Many Dalit leaders were actively engaged in the Konkan in mobilising Dalit, Kunbi, Agri, and Bhandari tenants against the khoti system and in support of the Mahar Watan bill. In July 1929, Sambhaji Gaikwad took the initiative to organise the Bahishkrit Vargache Jungi Zahir Sabha (open protest assembly of depressed classes). The association highlighted the atrocities of caste Hindus against Dalits in Chiplun, Khed, and Dapoli in the Konkan region, and also wrote and spoke in support of the Mahar Watan bill and for the creation of the Konkan Saurakshak Fund to help victims of atrocities (Omvedt 2011: xi).

DATA RECORDS:
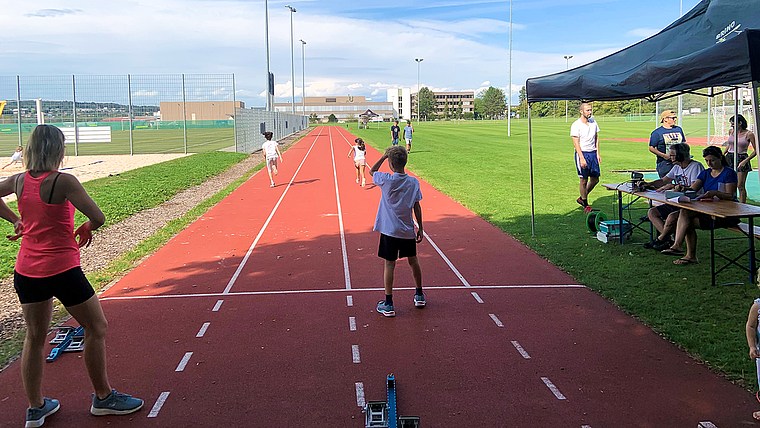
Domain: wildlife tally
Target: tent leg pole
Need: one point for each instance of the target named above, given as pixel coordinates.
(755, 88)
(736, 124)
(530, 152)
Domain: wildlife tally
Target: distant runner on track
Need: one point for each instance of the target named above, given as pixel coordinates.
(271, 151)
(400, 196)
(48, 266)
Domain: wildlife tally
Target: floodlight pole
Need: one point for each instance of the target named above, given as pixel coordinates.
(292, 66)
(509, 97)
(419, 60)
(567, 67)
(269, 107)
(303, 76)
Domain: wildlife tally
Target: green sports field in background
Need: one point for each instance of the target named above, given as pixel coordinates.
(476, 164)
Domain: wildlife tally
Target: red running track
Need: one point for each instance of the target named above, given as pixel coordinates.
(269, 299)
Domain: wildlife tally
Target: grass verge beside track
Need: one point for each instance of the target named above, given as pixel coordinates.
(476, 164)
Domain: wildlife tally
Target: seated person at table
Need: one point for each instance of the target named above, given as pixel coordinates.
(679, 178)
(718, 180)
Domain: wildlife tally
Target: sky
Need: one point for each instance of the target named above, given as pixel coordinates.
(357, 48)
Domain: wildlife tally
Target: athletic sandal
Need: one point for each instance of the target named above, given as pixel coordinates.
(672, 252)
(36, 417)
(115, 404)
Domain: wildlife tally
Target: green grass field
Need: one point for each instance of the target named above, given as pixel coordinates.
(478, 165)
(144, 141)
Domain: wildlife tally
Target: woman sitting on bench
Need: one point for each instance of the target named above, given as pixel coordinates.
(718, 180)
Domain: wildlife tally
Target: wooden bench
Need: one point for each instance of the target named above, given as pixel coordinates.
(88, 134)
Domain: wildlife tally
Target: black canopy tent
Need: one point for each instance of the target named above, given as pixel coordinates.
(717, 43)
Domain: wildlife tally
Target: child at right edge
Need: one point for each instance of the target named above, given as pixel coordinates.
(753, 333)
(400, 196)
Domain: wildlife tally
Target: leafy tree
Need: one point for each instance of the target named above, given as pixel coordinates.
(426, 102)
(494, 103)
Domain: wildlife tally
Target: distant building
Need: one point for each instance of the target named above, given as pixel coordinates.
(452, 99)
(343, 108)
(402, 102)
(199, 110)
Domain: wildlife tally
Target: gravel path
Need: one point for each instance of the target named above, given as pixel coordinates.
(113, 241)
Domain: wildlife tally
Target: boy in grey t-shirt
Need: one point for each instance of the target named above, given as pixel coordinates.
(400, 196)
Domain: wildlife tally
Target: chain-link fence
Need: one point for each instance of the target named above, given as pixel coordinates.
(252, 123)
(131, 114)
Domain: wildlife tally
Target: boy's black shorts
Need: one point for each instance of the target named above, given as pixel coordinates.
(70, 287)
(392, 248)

==

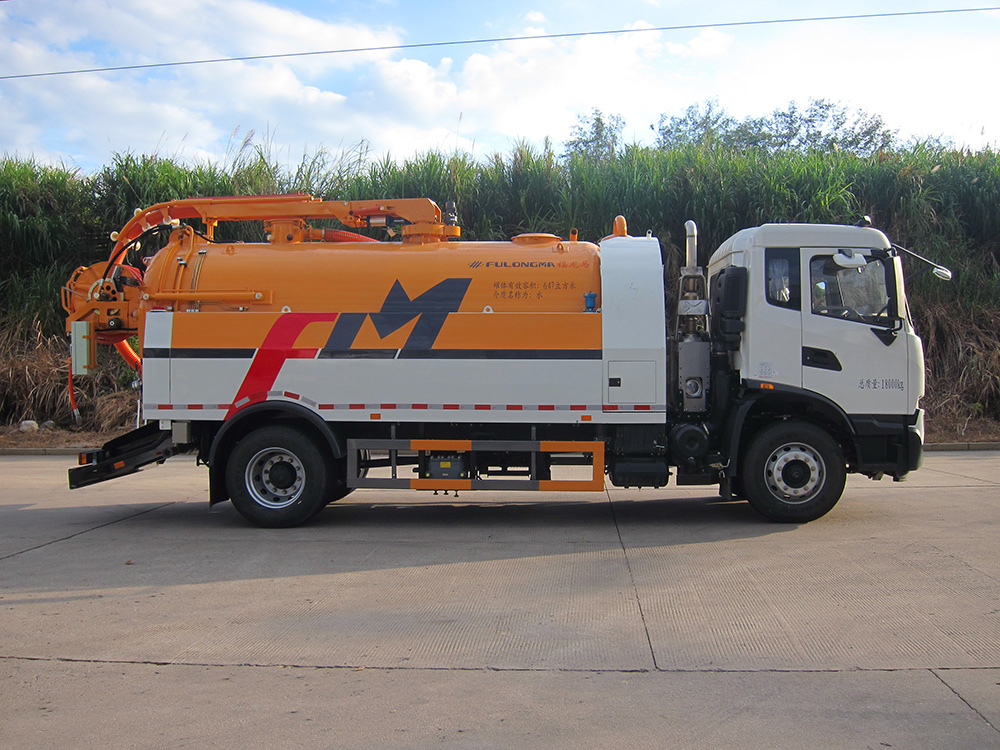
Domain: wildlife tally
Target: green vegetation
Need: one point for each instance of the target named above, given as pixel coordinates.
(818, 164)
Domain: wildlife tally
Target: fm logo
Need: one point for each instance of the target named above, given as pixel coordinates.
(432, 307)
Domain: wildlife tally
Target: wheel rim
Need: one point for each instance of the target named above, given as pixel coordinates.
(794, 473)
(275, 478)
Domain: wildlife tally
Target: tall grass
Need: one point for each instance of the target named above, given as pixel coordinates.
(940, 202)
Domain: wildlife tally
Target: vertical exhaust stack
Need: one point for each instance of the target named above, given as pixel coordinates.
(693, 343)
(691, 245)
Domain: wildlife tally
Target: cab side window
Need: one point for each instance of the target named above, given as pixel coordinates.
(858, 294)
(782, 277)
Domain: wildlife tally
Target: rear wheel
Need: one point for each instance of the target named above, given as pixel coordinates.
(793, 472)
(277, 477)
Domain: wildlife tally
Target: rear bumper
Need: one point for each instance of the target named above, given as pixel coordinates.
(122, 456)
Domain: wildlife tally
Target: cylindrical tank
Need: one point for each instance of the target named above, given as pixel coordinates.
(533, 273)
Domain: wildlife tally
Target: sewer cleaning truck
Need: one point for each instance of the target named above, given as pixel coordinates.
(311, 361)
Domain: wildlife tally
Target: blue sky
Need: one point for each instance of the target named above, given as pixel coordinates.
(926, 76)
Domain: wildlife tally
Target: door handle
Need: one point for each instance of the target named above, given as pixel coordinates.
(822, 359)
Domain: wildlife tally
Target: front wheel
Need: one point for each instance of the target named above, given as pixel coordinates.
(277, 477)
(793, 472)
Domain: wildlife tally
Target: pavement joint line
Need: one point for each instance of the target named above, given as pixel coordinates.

...

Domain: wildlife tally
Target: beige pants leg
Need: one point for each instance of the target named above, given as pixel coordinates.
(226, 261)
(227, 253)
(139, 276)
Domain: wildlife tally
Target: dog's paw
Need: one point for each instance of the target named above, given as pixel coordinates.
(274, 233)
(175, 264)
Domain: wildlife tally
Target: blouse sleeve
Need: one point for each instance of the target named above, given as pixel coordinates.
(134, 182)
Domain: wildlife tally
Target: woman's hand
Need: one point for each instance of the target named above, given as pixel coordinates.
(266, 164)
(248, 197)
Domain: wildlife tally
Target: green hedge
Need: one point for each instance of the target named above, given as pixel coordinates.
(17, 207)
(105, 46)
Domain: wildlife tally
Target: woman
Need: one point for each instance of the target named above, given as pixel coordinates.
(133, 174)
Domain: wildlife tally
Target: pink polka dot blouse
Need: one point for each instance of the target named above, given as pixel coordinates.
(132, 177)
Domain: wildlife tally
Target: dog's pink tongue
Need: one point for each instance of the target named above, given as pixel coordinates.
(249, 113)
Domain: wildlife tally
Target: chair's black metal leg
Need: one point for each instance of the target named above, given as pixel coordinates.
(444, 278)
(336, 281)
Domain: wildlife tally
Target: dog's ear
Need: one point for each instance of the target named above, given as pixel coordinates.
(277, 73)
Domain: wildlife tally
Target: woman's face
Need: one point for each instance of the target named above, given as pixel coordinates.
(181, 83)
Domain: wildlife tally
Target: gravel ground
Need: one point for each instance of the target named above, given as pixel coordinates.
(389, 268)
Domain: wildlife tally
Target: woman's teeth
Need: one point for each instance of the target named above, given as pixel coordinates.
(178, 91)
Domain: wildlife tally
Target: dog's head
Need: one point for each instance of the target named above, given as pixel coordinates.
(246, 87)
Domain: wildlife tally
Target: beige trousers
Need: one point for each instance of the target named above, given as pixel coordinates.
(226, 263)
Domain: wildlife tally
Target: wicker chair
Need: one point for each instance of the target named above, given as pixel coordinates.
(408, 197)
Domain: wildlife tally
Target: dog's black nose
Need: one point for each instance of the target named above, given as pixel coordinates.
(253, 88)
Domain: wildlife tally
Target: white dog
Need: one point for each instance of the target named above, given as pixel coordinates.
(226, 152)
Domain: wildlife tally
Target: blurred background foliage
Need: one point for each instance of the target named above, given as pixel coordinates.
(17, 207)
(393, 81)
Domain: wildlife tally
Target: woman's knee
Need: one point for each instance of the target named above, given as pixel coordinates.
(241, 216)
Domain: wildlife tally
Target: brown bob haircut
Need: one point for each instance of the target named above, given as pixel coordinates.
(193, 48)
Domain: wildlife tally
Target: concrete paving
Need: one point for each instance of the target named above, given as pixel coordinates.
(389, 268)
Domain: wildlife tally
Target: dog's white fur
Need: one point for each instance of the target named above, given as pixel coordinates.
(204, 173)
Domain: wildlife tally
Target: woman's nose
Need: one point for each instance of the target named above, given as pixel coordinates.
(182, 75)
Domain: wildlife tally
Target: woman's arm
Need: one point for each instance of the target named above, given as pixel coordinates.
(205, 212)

EXERCISE BRIEF:
Reproduce the passage about Dalit mobilization in the Konkan word for word, starting with "Many Dalit leaders" and going on through "(Omvedt 2011: xi).".

RESULT FOR THIS TASK:
Many Dalit leaders were actively engaged in the Konkan in mobilising Dalit, Kunbi, Agri, and Bhandari tenants against the khoti system and in support of the Mahar Watan bill. In July 1929, Sambhaji Gaikwad took the initiative to organise the Bahishkrit Vargache Jungi Zahir Sabha (open protest assembly of depressed classes). The association highlighted the atrocities of caste Hindus against Dalits in Chiplun, Khed, and Dapoli in the Konkan region, and also wrote and spoke in support of the Mahar Watan bill and for the creation of the Konkan Saurakshak Fund to help victims of atrocities (Omvedt 2011: xi).